(Source records)
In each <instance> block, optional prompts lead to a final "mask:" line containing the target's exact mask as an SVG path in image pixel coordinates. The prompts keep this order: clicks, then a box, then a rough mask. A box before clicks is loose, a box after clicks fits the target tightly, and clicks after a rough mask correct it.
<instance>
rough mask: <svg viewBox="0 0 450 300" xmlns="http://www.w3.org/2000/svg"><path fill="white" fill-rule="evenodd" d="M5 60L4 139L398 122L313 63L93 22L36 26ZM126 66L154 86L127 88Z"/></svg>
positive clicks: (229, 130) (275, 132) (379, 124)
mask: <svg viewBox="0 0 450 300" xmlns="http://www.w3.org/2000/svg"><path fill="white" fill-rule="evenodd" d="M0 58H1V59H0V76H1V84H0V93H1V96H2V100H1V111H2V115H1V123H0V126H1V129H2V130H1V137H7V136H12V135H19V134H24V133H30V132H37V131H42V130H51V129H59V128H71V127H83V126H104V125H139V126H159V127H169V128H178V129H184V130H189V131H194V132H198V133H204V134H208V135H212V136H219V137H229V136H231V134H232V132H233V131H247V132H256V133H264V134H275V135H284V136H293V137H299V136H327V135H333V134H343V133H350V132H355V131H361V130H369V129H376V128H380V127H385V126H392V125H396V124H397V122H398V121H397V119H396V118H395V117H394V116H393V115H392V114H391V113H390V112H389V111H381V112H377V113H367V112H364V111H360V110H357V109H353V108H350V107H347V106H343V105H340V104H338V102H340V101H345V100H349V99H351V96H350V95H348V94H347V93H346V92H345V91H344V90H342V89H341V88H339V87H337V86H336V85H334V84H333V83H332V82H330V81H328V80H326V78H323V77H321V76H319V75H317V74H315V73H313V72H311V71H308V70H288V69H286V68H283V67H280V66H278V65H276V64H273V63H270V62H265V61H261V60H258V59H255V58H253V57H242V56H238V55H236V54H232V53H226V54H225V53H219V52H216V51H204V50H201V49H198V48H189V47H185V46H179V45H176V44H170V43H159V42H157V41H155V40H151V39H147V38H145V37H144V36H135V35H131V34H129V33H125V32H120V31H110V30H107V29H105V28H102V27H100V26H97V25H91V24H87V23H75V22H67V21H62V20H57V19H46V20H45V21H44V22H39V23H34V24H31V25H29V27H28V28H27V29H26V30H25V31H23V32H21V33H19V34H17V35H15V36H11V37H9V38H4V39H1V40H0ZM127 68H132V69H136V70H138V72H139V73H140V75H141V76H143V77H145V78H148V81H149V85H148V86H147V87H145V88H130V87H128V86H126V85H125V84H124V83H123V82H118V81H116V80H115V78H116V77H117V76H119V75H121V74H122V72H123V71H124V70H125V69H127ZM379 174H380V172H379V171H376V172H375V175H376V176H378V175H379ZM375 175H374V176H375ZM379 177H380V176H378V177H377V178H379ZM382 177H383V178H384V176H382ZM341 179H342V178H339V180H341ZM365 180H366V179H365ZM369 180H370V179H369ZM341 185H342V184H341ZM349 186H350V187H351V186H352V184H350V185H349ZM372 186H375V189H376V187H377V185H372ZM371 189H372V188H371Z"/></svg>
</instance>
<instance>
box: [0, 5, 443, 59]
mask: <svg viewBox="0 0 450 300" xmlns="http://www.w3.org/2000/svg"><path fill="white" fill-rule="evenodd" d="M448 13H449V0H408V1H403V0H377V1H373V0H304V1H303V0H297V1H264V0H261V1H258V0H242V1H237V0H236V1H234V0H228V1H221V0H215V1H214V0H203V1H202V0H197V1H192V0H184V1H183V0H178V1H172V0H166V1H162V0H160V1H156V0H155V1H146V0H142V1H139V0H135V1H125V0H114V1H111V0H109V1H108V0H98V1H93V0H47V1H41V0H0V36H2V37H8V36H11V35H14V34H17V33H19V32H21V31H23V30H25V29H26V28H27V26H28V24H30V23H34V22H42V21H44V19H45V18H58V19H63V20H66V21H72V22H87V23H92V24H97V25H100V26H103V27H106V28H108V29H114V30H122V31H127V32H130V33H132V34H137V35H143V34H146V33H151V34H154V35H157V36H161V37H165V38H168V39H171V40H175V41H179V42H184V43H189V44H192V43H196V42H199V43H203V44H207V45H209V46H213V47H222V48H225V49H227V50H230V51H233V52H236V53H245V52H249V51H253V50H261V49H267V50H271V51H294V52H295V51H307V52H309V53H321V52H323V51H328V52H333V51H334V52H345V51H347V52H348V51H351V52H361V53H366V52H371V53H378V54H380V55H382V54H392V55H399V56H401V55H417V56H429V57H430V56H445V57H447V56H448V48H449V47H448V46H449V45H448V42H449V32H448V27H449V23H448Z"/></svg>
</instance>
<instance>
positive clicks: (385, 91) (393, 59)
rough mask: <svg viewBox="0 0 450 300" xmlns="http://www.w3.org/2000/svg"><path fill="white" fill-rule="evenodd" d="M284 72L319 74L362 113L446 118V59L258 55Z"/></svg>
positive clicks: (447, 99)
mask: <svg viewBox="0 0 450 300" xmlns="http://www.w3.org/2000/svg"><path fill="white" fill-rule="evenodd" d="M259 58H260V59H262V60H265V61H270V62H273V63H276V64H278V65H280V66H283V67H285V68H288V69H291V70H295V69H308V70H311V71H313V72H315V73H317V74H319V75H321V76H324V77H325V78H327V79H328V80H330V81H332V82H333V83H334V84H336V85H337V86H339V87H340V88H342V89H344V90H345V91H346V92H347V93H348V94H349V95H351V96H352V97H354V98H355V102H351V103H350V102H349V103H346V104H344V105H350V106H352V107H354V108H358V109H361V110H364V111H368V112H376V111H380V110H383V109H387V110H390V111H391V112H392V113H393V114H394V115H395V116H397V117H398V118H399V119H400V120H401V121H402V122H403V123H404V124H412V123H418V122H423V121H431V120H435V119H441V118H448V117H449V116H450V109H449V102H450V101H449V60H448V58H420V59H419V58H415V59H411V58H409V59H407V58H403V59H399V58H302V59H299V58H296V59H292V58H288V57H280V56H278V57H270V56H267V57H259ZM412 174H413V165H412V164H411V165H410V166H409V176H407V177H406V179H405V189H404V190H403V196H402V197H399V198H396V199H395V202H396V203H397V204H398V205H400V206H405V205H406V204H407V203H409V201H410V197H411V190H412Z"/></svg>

[TASK REQUIREMENTS] Find every line in the records that contains the string "positive", matching case exactly, and copy each of those lines in full.

[THE COMPLETED TASK]
positive clicks: (229, 130) (275, 132) (379, 124)
positive clicks: (385, 91) (393, 59)
positive clicks: (447, 99)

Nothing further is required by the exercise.